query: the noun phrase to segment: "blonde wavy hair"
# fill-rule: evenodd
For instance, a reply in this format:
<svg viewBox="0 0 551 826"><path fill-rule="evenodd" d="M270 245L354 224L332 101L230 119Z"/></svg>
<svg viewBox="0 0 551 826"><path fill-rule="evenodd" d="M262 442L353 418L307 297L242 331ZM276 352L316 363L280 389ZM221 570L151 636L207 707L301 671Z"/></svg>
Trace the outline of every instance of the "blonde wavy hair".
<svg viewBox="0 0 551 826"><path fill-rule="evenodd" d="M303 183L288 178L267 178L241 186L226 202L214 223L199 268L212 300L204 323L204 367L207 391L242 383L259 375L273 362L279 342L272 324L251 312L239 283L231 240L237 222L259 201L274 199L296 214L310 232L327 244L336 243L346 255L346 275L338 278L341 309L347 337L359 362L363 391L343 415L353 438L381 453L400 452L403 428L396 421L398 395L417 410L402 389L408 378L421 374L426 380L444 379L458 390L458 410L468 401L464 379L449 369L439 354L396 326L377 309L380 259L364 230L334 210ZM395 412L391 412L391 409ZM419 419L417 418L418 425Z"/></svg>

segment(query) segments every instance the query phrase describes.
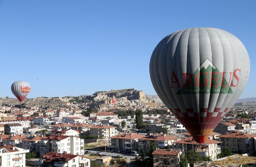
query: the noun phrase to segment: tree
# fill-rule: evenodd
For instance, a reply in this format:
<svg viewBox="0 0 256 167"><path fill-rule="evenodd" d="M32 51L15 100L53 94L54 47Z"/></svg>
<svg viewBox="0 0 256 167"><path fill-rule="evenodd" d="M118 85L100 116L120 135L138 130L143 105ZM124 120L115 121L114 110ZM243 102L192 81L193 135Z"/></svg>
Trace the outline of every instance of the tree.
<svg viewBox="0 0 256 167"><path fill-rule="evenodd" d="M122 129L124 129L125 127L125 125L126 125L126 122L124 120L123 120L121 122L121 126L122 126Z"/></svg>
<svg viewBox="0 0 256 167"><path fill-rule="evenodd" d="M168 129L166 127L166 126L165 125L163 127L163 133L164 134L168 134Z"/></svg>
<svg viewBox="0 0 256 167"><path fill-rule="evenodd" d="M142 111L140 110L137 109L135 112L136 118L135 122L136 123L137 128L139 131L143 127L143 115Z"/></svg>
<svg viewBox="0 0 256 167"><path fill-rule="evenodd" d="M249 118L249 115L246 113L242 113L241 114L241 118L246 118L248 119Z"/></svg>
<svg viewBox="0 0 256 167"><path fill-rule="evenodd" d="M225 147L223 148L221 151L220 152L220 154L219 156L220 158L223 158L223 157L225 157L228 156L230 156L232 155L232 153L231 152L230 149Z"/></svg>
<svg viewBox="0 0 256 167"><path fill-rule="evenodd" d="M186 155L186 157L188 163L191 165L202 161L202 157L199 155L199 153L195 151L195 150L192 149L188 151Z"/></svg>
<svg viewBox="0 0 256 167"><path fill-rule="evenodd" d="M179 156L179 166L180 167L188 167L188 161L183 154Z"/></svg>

- - - -

Exercise brief:
Could you copy every line of the records above word for word, leaving the pictures out of your answer?

The answer:
query: the noun phrase to segment: "blonde wavy hair"
# fill-rule: evenodd
For instance, a reply in this format:
<svg viewBox="0 0 551 826"><path fill-rule="evenodd" d="M270 245L354 224L332 101L230 119Z"/></svg>
<svg viewBox="0 0 551 826"><path fill-rule="evenodd" d="M262 442L353 418L307 297L242 331ZM276 352L316 363L280 389ZM221 570L151 636L207 707L301 671Z"/></svg>
Trace the outline of every instance of the "blonde wavy hair".
<svg viewBox="0 0 551 826"><path fill-rule="evenodd" d="M303 183L288 178L267 178L241 186L226 202L214 223L199 268L212 300L204 323L204 367L207 391L242 383L259 375L273 362L279 342L272 324L251 312L239 283L231 240L237 222L259 201L274 199L296 214L310 232L327 244L336 243L346 255L346 275L338 278L341 309L347 337L359 362L363 391L343 415L353 438L381 453L400 452L403 428L396 421L398 395L417 410L402 389L408 378L421 374L426 380L444 379L458 390L458 410L468 401L464 379L449 369L439 354L396 326L377 309L380 259L364 230L334 210ZM395 412L391 412L391 409ZM419 419L417 418L418 425Z"/></svg>

segment(query) segments every instance the query phrase describes.
query: the noun phrase to segment: tree
# fill-rule: evenodd
For instance, a reply in this format:
<svg viewBox="0 0 256 167"><path fill-rule="evenodd" d="M32 51L15 100L53 94L54 47Z"/></svg>
<svg viewBox="0 0 256 167"><path fill-rule="evenodd" d="M118 85L100 116L120 135L138 130L143 105ZM124 120L115 121L114 110ZM243 102L192 81L193 135Z"/></svg>
Trace the outline of every instance of the tree.
<svg viewBox="0 0 256 167"><path fill-rule="evenodd" d="M122 129L124 129L125 127L125 125L126 125L126 122L124 120L123 120L121 122L121 126L122 126Z"/></svg>
<svg viewBox="0 0 256 167"><path fill-rule="evenodd" d="M168 129L166 127L166 126L165 125L163 127L163 133L164 134L168 134Z"/></svg>
<svg viewBox="0 0 256 167"><path fill-rule="evenodd" d="M142 111L140 110L137 109L135 112L136 118L135 122L136 123L137 128L139 131L143 127L143 115Z"/></svg>
<svg viewBox="0 0 256 167"><path fill-rule="evenodd" d="M249 118L249 115L246 113L242 113L241 114L241 118L246 118L248 119Z"/></svg>
<svg viewBox="0 0 256 167"><path fill-rule="evenodd" d="M225 147L223 148L221 151L220 152L220 154L219 156L220 158L223 158L223 157L225 157L228 156L230 156L232 155L232 153L231 152L230 149Z"/></svg>
<svg viewBox="0 0 256 167"><path fill-rule="evenodd" d="M186 155L186 157L188 163L191 165L202 161L202 157L199 155L199 153L195 151L195 150L192 149L188 151Z"/></svg>
<svg viewBox="0 0 256 167"><path fill-rule="evenodd" d="M179 156L179 166L180 167L188 167L188 161L183 154Z"/></svg>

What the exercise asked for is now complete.